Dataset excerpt
#####
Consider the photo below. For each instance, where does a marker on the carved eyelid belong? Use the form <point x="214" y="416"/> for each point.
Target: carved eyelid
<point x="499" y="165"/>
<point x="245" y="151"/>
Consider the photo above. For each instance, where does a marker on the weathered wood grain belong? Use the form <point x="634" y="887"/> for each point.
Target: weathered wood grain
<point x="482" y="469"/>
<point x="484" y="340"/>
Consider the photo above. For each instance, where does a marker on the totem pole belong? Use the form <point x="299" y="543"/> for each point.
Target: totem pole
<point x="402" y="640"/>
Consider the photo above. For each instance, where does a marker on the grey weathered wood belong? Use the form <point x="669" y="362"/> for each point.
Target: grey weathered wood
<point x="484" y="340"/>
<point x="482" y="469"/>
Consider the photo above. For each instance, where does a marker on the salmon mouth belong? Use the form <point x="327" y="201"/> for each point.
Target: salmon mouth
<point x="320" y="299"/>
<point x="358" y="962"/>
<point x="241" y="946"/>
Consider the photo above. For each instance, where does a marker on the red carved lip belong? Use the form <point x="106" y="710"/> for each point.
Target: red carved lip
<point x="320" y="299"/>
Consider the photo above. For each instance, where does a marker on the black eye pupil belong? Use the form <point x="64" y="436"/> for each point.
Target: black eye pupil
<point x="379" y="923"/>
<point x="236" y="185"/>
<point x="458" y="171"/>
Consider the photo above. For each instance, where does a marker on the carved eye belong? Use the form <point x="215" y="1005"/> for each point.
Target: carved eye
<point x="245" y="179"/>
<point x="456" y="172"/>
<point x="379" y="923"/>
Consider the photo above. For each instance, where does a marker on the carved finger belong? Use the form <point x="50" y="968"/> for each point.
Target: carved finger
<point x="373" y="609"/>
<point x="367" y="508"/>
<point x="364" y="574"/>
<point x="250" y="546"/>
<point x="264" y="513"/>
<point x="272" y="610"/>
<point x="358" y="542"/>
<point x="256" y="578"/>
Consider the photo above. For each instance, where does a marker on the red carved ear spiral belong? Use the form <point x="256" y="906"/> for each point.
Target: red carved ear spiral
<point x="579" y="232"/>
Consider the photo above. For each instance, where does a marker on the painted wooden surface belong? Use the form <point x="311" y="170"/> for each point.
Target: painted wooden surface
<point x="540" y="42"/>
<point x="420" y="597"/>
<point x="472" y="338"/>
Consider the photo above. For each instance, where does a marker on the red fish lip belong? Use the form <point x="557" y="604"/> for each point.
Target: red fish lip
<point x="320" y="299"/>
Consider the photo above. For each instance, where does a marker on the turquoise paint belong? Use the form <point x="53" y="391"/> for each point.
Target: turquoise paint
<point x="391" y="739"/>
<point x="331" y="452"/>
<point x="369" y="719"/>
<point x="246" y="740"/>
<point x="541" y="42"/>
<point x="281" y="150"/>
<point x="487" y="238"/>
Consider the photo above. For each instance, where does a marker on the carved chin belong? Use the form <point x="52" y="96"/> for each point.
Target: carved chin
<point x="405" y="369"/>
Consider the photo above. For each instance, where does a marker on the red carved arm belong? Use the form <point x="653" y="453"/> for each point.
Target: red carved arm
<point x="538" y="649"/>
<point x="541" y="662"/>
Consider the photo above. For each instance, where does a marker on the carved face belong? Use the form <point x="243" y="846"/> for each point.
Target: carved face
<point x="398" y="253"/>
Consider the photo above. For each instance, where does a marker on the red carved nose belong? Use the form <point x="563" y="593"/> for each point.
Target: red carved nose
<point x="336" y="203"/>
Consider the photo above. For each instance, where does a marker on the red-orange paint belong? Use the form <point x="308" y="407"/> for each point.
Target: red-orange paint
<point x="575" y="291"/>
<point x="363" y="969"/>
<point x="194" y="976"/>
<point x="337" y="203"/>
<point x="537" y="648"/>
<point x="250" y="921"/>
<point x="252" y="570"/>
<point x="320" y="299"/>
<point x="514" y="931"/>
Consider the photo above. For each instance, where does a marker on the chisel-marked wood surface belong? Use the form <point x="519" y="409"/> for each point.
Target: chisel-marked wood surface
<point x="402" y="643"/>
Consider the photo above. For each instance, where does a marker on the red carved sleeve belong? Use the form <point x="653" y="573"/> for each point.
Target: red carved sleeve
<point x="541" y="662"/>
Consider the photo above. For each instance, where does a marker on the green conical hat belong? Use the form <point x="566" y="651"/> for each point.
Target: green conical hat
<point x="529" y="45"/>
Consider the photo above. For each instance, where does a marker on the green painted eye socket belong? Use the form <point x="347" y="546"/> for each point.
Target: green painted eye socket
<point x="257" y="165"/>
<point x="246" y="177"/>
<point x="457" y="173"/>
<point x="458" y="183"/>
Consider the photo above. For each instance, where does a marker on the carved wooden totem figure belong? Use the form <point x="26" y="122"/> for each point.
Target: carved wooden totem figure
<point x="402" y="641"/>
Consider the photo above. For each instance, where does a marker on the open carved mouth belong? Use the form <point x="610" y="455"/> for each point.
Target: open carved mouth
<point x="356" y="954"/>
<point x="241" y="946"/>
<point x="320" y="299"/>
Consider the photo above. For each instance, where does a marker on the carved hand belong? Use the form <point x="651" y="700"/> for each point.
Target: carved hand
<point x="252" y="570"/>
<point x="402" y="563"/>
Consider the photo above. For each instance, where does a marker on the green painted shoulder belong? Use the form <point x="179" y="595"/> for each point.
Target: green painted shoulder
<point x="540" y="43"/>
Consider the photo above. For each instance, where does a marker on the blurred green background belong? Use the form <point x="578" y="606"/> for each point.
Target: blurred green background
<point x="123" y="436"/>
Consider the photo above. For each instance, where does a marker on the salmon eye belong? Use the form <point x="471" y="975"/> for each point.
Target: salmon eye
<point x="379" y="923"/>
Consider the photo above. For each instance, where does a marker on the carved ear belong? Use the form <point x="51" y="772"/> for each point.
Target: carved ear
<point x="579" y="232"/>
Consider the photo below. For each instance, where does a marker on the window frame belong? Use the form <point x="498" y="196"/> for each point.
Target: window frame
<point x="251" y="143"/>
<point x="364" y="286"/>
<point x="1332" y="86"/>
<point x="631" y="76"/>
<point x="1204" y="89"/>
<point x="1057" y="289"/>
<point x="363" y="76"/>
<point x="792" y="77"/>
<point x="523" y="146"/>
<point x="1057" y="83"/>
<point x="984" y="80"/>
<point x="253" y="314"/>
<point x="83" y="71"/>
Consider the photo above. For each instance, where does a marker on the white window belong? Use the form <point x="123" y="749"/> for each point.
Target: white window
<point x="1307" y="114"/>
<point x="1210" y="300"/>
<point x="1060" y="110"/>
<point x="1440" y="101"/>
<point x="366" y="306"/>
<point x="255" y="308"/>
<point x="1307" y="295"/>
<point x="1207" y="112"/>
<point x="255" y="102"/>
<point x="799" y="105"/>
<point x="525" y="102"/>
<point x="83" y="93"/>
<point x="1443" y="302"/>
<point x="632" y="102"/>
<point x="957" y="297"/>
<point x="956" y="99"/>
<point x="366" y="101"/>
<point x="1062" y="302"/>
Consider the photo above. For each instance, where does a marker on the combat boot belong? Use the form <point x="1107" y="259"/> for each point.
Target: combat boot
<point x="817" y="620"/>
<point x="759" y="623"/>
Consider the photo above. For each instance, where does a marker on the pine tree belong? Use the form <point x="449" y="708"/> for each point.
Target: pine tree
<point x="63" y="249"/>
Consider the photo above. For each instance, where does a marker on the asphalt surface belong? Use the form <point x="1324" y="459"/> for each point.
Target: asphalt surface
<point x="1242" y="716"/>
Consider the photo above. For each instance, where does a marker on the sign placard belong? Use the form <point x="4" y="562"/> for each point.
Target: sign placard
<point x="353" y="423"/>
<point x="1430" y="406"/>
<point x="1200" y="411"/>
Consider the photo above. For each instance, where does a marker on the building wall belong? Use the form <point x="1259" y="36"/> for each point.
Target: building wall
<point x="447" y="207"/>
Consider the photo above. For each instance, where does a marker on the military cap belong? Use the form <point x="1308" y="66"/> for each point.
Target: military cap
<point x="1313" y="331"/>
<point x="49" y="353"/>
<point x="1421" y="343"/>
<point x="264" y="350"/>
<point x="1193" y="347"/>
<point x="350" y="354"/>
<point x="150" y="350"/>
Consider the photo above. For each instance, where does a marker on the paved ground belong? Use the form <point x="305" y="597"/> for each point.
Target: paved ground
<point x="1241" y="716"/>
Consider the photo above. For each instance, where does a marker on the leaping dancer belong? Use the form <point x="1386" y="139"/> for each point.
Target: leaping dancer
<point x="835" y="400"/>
#####
__Work required__.
Transcribe exactly the line containing "on the asphalt" and all remaining lines of the material, ending with the last one.

__Solution for this problem__.
Consider the photo above. For each instance, where does a marker on the asphalt surface belong? Use the form <point x="1324" y="459"/> for each point.
Target: asphalt surface
<point x="1242" y="716"/>
Consider the photo above. For each instance, where does a marker on the sign placard belong? Use the form <point x="4" y="562"/> for each point.
Target: sign placard
<point x="353" y="423"/>
<point x="1430" y="406"/>
<point x="1200" y="411"/>
Consider the photo above. For each instance, where does a marker on the building wall belong? Use the form <point x="1259" y="36"/> for each point.
Target: building wall
<point x="447" y="207"/>
Consider the photo above. For each instance, where does a marker on the military cap belong? Use the form <point x="1308" y="66"/> for each point.
Target: military cap
<point x="1313" y="331"/>
<point x="49" y="353"/>
<point x="1421" y="343"/>
<point x="264" y="350"/>
<point x="1193" y="347"/>
<point x="350" y="354"/>
<point x="150" y="350"/>
Consider the photo above. For each instance, where does a marker on the paved ground belong? Use the form <point x="305" y="597"/> for each point.
Target: paved ground
<point x="1241" y="716"/>
Consider the photo above. For each instance, where does a marker on the leaping dancer belong? Use the form <point x="1386" y="139"/> for each point.
Target: leaping dancer
<point x="835" y="400"/>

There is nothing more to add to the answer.